Robert Mays Creates Biotechnologies To Advance Medicine-Mellon College of Science - Carnegie Mellon University

photo of Robert Mays

Robert Mays Creates Biotechnologies To Advance Medicine

In April 1997, Robert Mays received several phone calls after he and his colleagues published research findings in Nature Genetics describing their creation of the first artificial human chromosome. Mays assured callers that he was not part of an elaborate April Fool's Day prank, though understandably, their accomplishment was a feat many found hard to believe. Far from a joke, this work provided the foundation for a company that, in 2002, Red Herring magazine named one of the top 50 private companies most likely to change the world.

Together with John Harrington and Gil Van Bokkelen, fellow graduate students at Stanford University, Mays co-founded Athersys Inc., a biopharmaceutical company based in Cleveland.

A Research Scientist Emerges

Now the director of cell biology at Athersys, Mays attributes his passion for research to his undergraduate studies in biology at Carnegie Mellon.

"Rob first began doing research in my laboratory," said Robert Murphy, professor of biological sciences and biomedical engineering. "He was enthusiastic, hard-working and a real pleasure to have in the lab. I'm really proud of what he has accomplished and think that he is a great role model for our biology undergraduates."

Mays' research in Murphy's lab led to co-authorship of a paper in the European Journal of Cell Biology. After graduating from Carnegie Mellon in 1987, Mays went on to earn a doctorate in molecular and cellular physiology from Stanford. He completed post-doctoral work at the University of California at San Francisco before joining his colleagues at Athersys' Cleveland headquarters.

Athersys Inc. - At the Forefront of Pharmaceutical Research

Athersys devotes a large scientific effort to expanding its first technology, the Synthetic MicrochromosomeTM (SMC), which contains all of the basic structural and functional elements of normal human chromosomes and provides a potential method for administering gene therapy. The company also develops drugs and therapies for a number of clinical areas, including oncology, immunology, and certain neurological diseases and metabolic disorders. Athersys has recently begun focusing on regenerative medicine, an area that aims to repair, regenerate or replace damaged or diseased tissue.

■ **STORED DATA**:

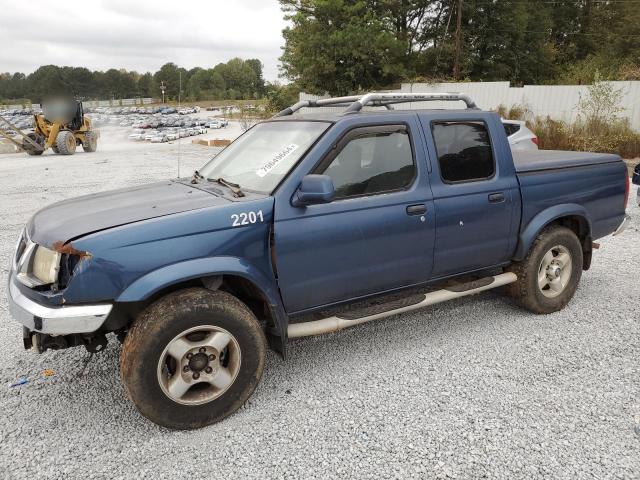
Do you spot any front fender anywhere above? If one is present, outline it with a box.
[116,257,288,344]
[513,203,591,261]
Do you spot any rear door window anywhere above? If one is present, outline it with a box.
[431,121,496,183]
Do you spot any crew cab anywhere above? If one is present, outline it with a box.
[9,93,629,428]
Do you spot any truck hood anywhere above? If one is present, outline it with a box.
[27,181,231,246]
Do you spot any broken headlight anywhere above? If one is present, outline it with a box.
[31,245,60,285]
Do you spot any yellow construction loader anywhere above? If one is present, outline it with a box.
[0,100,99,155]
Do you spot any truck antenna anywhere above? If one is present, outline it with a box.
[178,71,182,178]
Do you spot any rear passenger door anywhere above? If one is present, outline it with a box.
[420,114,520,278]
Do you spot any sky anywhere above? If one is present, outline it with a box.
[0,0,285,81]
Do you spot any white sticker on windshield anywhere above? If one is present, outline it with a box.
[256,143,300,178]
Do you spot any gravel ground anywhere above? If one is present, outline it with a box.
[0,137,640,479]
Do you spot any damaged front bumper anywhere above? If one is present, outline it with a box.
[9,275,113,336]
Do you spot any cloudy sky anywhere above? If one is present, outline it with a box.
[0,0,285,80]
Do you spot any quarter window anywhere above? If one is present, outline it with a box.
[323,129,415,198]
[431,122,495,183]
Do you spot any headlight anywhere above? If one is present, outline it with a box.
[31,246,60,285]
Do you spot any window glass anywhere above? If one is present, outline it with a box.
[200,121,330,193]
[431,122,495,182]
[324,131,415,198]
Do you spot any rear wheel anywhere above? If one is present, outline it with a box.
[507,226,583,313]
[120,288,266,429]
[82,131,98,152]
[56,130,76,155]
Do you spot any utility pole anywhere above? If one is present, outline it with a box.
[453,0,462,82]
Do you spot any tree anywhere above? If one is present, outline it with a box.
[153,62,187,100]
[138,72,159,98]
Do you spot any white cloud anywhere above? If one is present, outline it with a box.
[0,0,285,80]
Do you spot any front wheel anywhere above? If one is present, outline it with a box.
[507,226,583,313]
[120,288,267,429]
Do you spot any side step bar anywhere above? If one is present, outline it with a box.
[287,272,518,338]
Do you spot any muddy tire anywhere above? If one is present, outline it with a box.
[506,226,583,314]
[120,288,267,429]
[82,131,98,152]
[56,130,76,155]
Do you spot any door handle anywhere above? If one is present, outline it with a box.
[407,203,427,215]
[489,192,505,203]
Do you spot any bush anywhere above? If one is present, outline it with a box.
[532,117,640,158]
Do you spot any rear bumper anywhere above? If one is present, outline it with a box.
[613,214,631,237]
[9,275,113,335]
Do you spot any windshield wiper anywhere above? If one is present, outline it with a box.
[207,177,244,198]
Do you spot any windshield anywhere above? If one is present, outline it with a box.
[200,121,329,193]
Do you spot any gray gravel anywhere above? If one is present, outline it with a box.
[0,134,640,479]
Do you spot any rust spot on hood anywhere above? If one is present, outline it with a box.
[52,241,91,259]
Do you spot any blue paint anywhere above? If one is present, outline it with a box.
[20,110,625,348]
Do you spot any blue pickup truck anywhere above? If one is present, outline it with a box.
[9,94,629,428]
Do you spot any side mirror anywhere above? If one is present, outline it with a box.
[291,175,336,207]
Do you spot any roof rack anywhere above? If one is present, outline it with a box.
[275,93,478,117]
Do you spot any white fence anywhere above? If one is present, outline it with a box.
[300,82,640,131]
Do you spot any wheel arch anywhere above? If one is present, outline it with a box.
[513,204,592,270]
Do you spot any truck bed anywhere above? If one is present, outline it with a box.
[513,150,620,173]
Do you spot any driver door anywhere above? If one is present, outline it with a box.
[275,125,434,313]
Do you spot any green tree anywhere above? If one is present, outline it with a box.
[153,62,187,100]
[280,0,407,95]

■ **WHAT YOU SHOULD DO**: In the profile of Robert Mays, which journal published the 1997 findings on the first artificial human chromosome?

■ **SOLUTION FOR THIS EXERCISE**: Nature Genetics.